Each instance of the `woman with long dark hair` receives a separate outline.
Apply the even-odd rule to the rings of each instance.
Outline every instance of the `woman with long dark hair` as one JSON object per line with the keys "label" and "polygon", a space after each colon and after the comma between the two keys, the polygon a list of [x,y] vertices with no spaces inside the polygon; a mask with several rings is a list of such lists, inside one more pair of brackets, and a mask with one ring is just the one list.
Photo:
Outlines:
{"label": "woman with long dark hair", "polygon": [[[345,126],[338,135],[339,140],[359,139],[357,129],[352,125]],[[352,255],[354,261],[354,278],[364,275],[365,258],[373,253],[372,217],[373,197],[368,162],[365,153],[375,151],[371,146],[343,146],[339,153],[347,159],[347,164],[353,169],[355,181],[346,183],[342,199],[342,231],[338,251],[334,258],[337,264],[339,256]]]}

--

» PROBLEM DESCRIPTION:
Reproduce every line of the listing above word for word, without changing anything.

» SOLUTION:
Each instance of the `woman with long dark hair` receives a separate outline.
Apply the even-odd rule to the rings of each instance.
Outline every instance of the `woman with long dark hair` as one JSON object per line with the keys "label" and "polygon", a space after each colon and after the comma between the two keys, the polygon a list of [x,y] vertices with no spaces inside the polygon; a mask with several rings is a list of such lists, inside one more pair of brackets, and a mask with one ring is just the one list.
Photo:
Outlines:
{"label": "woman with long dark hair", "polygon": [[[345,126],[338,135],[339,140],[359,139],[357,129],[352,125]],[[352,255],[354,261],[354,278],[364,275],[365,258],[373,253],[372,217],[373,197],[368,162],[365,153],[375,151],[371,146],[343,146],[339,153],[347,159],[347,164],[353,169],[355,181],[346,183],[342,199],[342,231],[338,251],[334,258],[337,264],[339,256]]]}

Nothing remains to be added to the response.